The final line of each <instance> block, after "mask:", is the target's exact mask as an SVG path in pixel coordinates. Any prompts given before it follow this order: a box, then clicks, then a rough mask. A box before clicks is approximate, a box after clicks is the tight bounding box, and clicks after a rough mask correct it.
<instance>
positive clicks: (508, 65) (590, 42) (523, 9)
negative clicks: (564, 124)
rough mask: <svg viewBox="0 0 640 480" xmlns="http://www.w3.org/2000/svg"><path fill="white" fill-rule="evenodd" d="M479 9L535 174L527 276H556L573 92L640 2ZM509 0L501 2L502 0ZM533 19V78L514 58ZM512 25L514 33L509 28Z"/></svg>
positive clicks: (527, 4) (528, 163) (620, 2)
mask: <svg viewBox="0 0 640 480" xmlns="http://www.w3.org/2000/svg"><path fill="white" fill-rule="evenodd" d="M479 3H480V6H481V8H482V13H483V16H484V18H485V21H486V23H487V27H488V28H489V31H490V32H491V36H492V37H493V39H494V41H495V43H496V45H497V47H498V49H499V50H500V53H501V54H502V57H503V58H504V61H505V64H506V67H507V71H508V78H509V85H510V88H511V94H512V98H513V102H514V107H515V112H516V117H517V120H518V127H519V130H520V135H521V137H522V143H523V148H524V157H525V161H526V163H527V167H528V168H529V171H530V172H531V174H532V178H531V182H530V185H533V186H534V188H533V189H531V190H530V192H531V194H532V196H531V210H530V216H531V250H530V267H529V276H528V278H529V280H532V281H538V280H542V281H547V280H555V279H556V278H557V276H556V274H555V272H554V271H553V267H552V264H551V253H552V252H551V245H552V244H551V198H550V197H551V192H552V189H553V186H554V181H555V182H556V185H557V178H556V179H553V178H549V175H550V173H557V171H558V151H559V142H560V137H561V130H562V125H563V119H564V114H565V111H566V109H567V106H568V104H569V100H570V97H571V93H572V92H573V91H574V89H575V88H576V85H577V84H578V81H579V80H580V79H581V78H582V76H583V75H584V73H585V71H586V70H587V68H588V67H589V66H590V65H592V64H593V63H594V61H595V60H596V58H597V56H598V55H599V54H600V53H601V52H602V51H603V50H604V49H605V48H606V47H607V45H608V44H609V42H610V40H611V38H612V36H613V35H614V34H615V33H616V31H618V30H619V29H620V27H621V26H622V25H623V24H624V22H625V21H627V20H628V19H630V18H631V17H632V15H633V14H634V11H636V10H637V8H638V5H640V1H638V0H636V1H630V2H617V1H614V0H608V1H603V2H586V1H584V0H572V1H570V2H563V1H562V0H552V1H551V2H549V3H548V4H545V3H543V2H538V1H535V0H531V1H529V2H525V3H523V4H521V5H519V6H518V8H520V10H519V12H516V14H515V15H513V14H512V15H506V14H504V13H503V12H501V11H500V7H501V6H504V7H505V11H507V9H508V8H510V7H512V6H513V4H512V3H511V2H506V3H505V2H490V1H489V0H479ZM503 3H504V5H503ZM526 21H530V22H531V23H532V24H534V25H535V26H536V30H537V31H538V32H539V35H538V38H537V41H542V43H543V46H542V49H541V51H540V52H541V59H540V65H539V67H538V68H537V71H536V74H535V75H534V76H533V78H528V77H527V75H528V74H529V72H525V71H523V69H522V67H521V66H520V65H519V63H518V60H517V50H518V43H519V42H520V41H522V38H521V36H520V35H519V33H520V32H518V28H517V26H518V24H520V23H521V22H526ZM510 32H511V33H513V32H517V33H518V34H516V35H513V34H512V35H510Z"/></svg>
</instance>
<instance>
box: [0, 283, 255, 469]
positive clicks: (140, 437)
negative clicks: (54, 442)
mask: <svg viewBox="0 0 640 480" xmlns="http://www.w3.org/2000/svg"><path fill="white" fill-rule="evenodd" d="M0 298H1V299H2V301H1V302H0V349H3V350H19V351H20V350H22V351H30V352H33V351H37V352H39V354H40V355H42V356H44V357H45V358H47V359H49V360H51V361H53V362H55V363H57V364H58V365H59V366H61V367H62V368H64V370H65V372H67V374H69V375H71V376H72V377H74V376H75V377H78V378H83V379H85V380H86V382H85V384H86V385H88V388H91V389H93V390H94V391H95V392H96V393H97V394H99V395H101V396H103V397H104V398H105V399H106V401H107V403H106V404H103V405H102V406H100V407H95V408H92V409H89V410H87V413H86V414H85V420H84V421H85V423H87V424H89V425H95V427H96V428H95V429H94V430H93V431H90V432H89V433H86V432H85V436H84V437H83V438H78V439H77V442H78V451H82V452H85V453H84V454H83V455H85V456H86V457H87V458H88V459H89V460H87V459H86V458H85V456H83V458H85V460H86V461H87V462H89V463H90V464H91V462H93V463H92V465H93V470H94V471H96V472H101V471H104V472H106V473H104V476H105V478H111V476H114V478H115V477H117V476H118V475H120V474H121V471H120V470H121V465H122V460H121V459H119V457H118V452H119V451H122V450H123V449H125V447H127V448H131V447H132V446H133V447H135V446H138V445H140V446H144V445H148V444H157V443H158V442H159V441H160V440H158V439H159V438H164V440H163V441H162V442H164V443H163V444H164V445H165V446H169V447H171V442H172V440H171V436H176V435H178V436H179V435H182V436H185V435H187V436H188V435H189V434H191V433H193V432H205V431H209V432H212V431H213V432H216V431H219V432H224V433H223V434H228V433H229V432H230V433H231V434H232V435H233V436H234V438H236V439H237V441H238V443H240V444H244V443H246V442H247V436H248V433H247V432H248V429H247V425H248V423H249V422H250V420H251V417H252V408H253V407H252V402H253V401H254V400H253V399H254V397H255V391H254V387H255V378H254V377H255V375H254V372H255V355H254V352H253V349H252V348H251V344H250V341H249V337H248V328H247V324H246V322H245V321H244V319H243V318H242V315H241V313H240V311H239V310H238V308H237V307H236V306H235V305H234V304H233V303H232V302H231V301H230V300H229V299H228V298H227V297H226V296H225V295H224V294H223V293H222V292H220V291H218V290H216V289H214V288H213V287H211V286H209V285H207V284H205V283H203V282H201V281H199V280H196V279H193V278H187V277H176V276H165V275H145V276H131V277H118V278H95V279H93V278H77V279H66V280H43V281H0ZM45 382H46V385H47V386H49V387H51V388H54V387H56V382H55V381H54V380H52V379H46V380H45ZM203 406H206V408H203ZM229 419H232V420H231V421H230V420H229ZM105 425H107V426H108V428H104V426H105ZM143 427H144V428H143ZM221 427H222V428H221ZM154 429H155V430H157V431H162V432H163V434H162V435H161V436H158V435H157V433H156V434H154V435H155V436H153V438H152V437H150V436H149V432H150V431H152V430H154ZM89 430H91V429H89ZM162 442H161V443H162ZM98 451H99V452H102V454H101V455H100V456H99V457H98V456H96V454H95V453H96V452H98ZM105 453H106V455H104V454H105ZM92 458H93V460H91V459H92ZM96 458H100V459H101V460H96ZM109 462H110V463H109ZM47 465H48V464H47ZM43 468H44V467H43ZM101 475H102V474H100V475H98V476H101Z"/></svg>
■ ■ ■
Please give again the lines above between the line holding "negative clicks: (564, 124)" and the line holding "rough mask: <svg", inclusive, exactly as they are and with nothing added.

→ **Expected answer**:
negative clicks: (564, 124)
rough mask: <svg viewBox="0 0 640 480" xmlns="http://www.w3.org/2000/svg"><path fill="white" fill-rule="evenodd" d="M479 9L535 174L527 276H556L573 92L640 2ZM509 0L501 2L502 0ZM533 19V78L514 58ZM512 25L514 33L509 28Z"/></svg>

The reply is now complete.